Direction →
In the listing below, rename every "Target" to "Label" and change nothing else. Leave the pictures out.

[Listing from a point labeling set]
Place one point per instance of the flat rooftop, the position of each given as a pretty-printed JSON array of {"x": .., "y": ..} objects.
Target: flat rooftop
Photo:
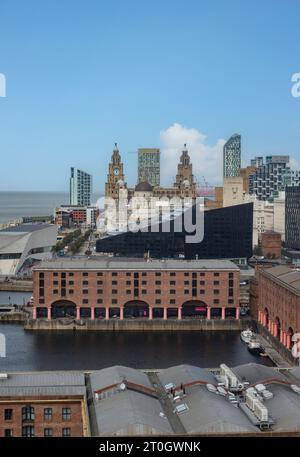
[
  {"x": 116, "y": 263},
  {"x": 285, "y": 276}
]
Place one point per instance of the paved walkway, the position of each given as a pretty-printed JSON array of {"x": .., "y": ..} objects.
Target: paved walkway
[
  {"x": 167, "y": 405},
  {"x": 272, "y": 353}
]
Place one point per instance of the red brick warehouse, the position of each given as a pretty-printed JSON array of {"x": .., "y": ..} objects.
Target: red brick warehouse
[
  {"x": 106, "y": 288},
  {"x": 279, "y": 302}
]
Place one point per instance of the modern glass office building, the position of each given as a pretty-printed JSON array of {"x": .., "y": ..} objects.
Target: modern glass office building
[
  {"x": 232, "y": 156},
  {"x": 149, "y": 166},
  {"x": 292, "y": 217},
  {"x": 80, "y": 188},
  {"x": 270, "y": 178}
]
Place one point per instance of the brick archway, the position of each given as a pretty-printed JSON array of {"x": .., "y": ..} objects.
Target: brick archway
[
  {"x": 136, "y": 308},
  {"x": 194, "y": 308},
  {"x": 63, "y": 308}
]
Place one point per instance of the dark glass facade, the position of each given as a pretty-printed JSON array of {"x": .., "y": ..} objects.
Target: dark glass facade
[
  {"x": 227, "y": 235},
  {"x": 292, "y": 217}
]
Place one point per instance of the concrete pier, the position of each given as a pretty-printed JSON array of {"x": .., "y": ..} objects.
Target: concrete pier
[{"x": 137, "y": 324}]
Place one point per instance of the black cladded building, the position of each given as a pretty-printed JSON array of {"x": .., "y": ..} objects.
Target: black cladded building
[
  {"x": 227, "y": 235},
  {"x": 292, "y": 217}
]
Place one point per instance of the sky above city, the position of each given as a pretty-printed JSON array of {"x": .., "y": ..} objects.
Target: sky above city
[{"x": 81, "y": 75}]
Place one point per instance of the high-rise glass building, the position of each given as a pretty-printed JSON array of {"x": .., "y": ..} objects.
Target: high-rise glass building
[
  {"x": 232, "y": 156},
  {"x": 149, "y": 166},
  {"x": 292, "y": 217},
  {"x": 80, "y": 187}
]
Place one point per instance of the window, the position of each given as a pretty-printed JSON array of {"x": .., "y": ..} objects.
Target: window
[
  {"x": 66, "y": 414},
  {"x": 28, "y": 431},
  {"x": 66, "y": 431},
  {"x": 27, "y": 413},
  {"x": 8, "y": 414},
  {"x": 48, "y": 432},
  {"x": 47, "y": 414}
]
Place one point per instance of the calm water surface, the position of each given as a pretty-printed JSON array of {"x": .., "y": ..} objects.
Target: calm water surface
[{"x": 94, "y": 350}]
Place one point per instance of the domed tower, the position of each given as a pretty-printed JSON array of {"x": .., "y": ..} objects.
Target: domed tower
[
  {"x": 115, "y": 175},
  {"x": 185, "y": 178}
]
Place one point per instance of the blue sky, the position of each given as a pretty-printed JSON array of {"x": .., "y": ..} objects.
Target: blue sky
[{"x": 84, "y": 74}]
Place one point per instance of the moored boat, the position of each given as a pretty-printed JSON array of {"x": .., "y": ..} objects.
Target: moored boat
[{"x": 247, "y": 335}]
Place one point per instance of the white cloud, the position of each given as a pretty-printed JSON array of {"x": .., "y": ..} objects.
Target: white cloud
[{"x": 207, "y": 160}]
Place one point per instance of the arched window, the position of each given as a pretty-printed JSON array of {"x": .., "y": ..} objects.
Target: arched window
[{"x": 28, "y": 413}]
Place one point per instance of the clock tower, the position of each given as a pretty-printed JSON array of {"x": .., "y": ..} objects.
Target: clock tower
[{"x": 115, "y": 175}]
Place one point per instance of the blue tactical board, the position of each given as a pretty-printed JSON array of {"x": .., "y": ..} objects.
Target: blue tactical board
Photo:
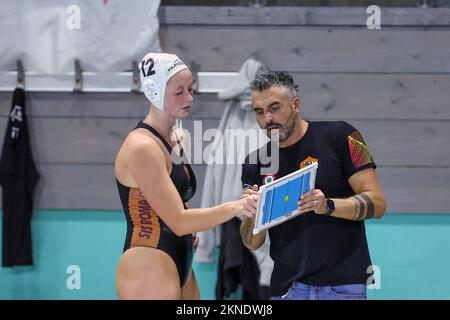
[{"x": 278, "y": 199}]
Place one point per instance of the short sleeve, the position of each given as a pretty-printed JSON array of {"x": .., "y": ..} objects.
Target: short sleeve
[{"x": 353, "y": 149}]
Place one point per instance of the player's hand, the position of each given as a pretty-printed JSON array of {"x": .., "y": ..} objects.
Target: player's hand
[
  {"x": 247, "y": 205},
  {"x": 250, "y": 191},
  {"x": 313, "y": 200}
]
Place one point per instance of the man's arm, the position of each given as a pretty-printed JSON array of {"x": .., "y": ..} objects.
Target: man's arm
[{"x": 368, "y": 201}]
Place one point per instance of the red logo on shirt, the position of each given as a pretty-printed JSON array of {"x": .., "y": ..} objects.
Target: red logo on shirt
[{"x": 308, "y": 161}]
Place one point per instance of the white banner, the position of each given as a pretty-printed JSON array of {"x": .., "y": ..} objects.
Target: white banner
[{"x": 105, "y": 35}]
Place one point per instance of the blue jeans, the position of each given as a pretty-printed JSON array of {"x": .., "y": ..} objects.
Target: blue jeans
[{"x": 300, "y": 291}]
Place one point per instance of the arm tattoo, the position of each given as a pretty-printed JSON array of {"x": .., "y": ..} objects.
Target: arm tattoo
[
  {"x": 363, "y": 201},
  {"x": 370, "y": 205},
  {"x": 362, "y": 207}
]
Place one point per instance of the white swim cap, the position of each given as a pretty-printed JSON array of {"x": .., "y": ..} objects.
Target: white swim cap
[{"x": 155, "y": 70}]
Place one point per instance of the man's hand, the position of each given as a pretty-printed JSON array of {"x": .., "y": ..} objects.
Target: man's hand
[
  {"x": 313, "y": 201},
  {"x": 249, "y": 191}
]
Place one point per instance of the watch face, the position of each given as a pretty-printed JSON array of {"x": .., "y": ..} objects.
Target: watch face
[{"x": 330, "y": 204}]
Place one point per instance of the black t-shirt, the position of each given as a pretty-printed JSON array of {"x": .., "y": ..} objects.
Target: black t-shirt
[{"x": 310, "y": 248}]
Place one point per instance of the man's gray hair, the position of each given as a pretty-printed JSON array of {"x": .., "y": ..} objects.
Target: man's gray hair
[{"x": 264, "y": 80}]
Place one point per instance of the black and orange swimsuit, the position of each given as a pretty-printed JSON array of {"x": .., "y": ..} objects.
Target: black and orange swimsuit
[{"x": 146, "y": 229}]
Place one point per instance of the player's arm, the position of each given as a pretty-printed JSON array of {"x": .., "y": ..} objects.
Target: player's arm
[
  {"x": 250, "y": 240},
  {"x": 368, "y": 201}
]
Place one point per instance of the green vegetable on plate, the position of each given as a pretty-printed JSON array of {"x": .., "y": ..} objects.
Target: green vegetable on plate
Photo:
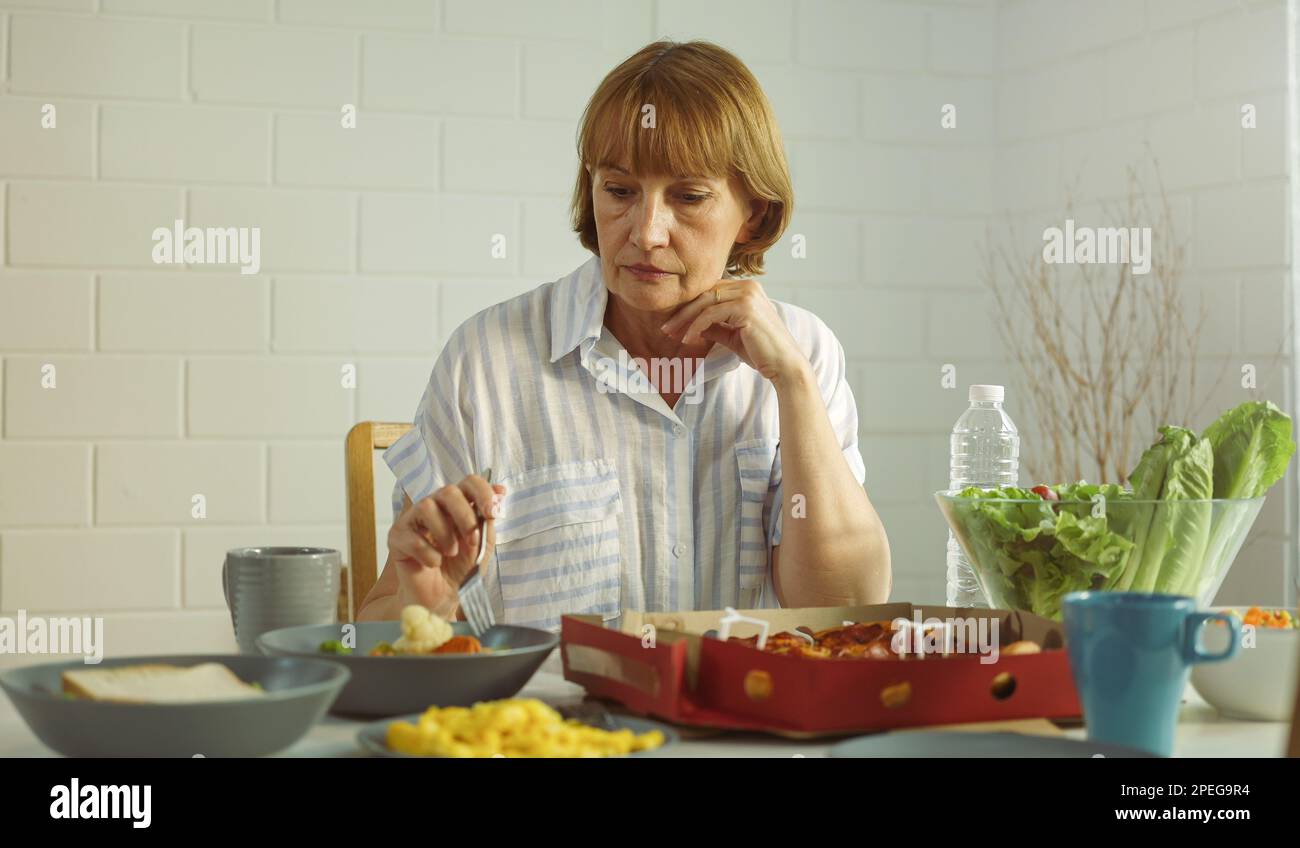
[{"x": 1032, "y": 546}]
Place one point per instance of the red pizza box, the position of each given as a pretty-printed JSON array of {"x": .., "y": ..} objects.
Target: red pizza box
[{"x": 662, "y": 665}]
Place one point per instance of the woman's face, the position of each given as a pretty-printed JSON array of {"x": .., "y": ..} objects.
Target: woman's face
[{"x": 666, "y": 239}]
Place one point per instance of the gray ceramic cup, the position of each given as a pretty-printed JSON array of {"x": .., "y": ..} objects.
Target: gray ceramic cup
[{"x": 269, "y": 588}]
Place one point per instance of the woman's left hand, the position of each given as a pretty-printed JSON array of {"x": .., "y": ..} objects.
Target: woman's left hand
[{"x": 740, "y": 315}]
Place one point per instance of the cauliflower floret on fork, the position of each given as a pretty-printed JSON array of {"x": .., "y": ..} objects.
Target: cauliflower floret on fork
[{"x": 423, "y": 632}]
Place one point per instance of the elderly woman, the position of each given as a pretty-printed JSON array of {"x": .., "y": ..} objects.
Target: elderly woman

Task solution →
Place one point per instance of the flat rooftop, the position of each given as a pretty-printed JSON array of {"x": .., "y": ..} objects.
Label: flat rooftop
Photo:
[
  {"x": 116, "y": 263},
  {"x": 285, "y": 276}
]
Place one point per instance of the paved walkway, the position of each given as a pretty-printed JSON array of {"x": .., "y": ..} objects.
Label: paved walkway
[
  {"x": 167, "y": 405},
  {"x": 272, "y": 353}
]
Place one point per instance of the red brick warehouse, the position of each given as a pretty-printed JSON array of {"x": .., "y": ..} objects.
Label: red brick warehouse
[
  {"x": 106, "y": 288},
  {"x": 279, "y": 302}
]
Place one point per instance of the modern glass office building, the position of each given as a pretty-printed JSON array of {"x": .., "y": ..} objects.
Label: modern glass office building
[
  {"x": 232, "y": 156},
  {"x": 149, "y": 166},
  {"x": 292, "y": 217},
  {"x": 80, "y": 188},
  {"x": 270, "y": 178}
]
Place one point per instance of the brick archway, the position of each given as a pretty-printed JSON array of {"x": .., "y": ..} objects.
Label: brick archway
[
  {"x": 136, "y": 308},
  {"x": 194, "y": 308},
  {"x": 63, "y": 308}
]
Place one point per instance of the dark glass facade, the position of each given as a pretty-printed JSON array of {"x": .., "y": ..} objects.
Label: dark glass facade
[
  {"x": 227, "y": 235},
  {"x": 292, "y": 217}
]
Place one point per instance of the concrete pier, the position of each given as a pretty-printed JSON array of {"x": .., "y": ..} objects.
Label: concrete pier
[{"x": 137, "y": 324}]
Place one point per instance of the black cladded building, the position of each given as a pretty-printed JSON array of {"x": .., "y": ..} objects.
Label: black cladded building
[
  {"x": 227, "y": 235},
  {"x": 292, "y": 217}
]
Place one point per instance of the sky above city, the position of each given as a pretty-printed JSON array of {"x": .., "y": ..} objects.
Label: sky above city
[{"x": 81, "y": 75}]
Place one point per instance of the high-rise glass building, the position of each given as a pretty-printed JSON array of {"x": .., "y": ..} objects.
Label: high-rise glass building
[
  {"x": 232, "y": 156},
  {"x": 149, "y": 166},
  {"x": 292, "y": 217},
  {"x": 80, "y": 187}
]
Place one point per instance of the window, the position of each given as a pretty-printed JSON array of {"x": .., "y": ..} objects.
Label: window
[
  {"x": 66, "y": 414},
  {"x": 28, "y": 431},
  {"x": 66, "y": 431},
  {"x": 27, "y": 413},
  {"x": 8, "y": 414},
  {"x": 48, "y": 432},
  {"x": 47, "y": 414}
]
Place one point per instance of the calm water surface, the position of each given as a pretty-printed JSON array of {"x": .., "y": ..} objects.
Label: calm water surface
[{"x": 94, "y": 350}]
Place one point per instance of the domed tower, the position of each given as a pretty-printed JSON array of {"x": .., "y": ..} objects.
Label: domed tower
[
  {"x": 115, "y": 175},
  {"x": 185, "y": 178}
]
Place one point per instance of the blue sky, the position of each given as a pretty-printed JSON array of {"x": .., "y": ..} objects.
Label: blue sky
[{"x": 84, "y": 74}]
Place one point per instance of the moored boat, the position of each given as a pretty-printed JSON array of {"x": .., "y": ..} objects.
Label: moored boat
[{"x": 247, "y": 335}]
Place one point per instance of the white cloud, the position of each given as a pretty-printed JSON array of {"x": .., "y": ..} objects.
Label: white cloud
[{"x": 207, "y": 160}]
Place one point per instance of the arched window, the position of each given as a pretty-printed JSON array of {"x": .., "y": ..} objects.
Label: arched window
[{"x": 28, "y": 413}]
Place one point per instance of the clock tower, the position of each given as a pretty-printed JSON array of {"x": .., "y": ..} objects.
Label: clock tower
[{"x": 115, "y": 175}]
Place one point per instance of the blue tactical board, the position of each given as a pretty-printed JSON array of {"x": .., "y": ..} objects.
Label: blue tactical board
Photo:
[{"x": 278, "y": 199}]
Place one point per instance of the short sleeve, the position of each given as a pretty-printed JSON array of {"x": .., "y": ..} objects.
Label: short sleeve
[{"x": 353, "y": 149}]
Place one point per instance of the player's hand, the position of each given as a pretty-printed JSON array of {"x": .., "y": ..} objects.
Label: player's hand
[
  {"x": 247, "y": 205},
  {"x": 250, "y": 191},
  {"x": 313, "y": 200}
]
Place one point per instance of the man's arm, the position of each given as a pretty-printed JSON array of {"x": .., "y": ..} objects.
Label: man's arm
[{"x": 368, "y": 201}]
Place one point per instance of the red logo on shirt, the position of each given as a pretty-printed JSON array of {"x": .., "y": ..} objects.
Label: red logo on shirt
[{"x": 308, "y": 161}]
Place one point per instance of the white banner, the position of each given as a pretty-printed JSON array of {"x": .., "y": ..} objects.
Label: white banner
[{"x": 105, "y": 35}]
Place one point per instance of the blue jeans, the position of each given as a pretty-printed JSON array of {"x": .., "y": ..} objects.
Label: blue jeans
[{"x": 300, "y": 291}]
Place one point per instance of the arm tattoo, the position of each given as a pretty-printed JSON array of {"x": .., "y": ..} objects.
Label: arm tattoo
[
  {"x": 363, "y": 201},
  {"x": 370, "y": 205},
  {"x": 362, "y": 207}
]
Place one point per instance of the white swim cap, the position of each given as a pretty-printed JSON array of {"x": .., "y": ..} objects.
Label: white swim cap
[{"x": 155, "y": 70}]
Place one point per instance of the man's hand, the position of each given as a pretty-printed JSON array of {"x": .., "y": ..} objects.
Label: man's hand
[
  {"x": 313, "y": 201},
  {"x": 249, "y": 191}
]
Place one point per instance of the watch face, the position of each given as a pretty-printed JSON array of {"x": .., "y": ..} objects.
Label: watch face
[{"x": 330, "y": 204}]
Place one point per instance of the black t-shirt, the position of each given as a pretty-printed JSON array of {"x": .., "y": ..} objects.
Label: black t-shirt
[{"x": 310, "y": 248}]
Place one point per instance of the man's gray hair, the position of each given as a pretty-printed JSON array of {"x": .., "y": ..} objects.
Label: man's gray hair
[{"x": 264, "y": 80}]
Place one point per instance of the black and orange swimsuit, the position of each given as a pretty-printed JSON array of {"x": .., "y": ..} objects.
Label: black and orange swimsuit
[{"x": 146, "y": 229}]
Place one point per instance of the player's arm, the position of each given as a pretty-printed JSON array of {"x": .., "y": ..} objects.
Label: player's arm
[
  {"x": 250, "y": 240},
  {"x": 368, "y": 201}
]
Place one point per instance of the green vegetable on plate, the position of each given as a pretty-printed JSON array of {"x": .., "y": ..} objects.
Label: green vegetable on plate
Photo:
[{"x": 1032, "y": 546}]
Place one point per instance of the red pizza box, the position of each given as a pretty-printed JSON array of {"x": .., "y": ..} objects.
Label: red pizza box
[{"x": 662, "y": 665}]
Place one point per instance of the woman's face, the position of each given as a pretty-printed JSON array of {"x": .., "y": ..} objects.
Label: woman's face
[{"x": 666, "y": 239}]
Place one point per instance of the gray ceramic cup, the position of each given as a pretty-printed JSON array of {"x": .., "y": ..} objects.
Label: gray ceramic cup
[{"x": 269, "y": 588}]
Place one point per instance of the woman's left hand, the position of each given as a pretty-printed JSON array of {"x": .., "y": ..} objects.
Label: woman's left hand
[{"x": 740, "y": 315}]
Place one point per instance of the cauliflower floret on fork, the position of each given as a pretty-printed JSON array of {"x": .., "y": ..} objects.
Label: cauliflower floret on fork
[{"x": 423, "y": 632}]
Place one point per instance of the elderly woman, the position of each given as a pretty-printed JSON array of {"x": .., "y": ..} objects.
Label: elderly woman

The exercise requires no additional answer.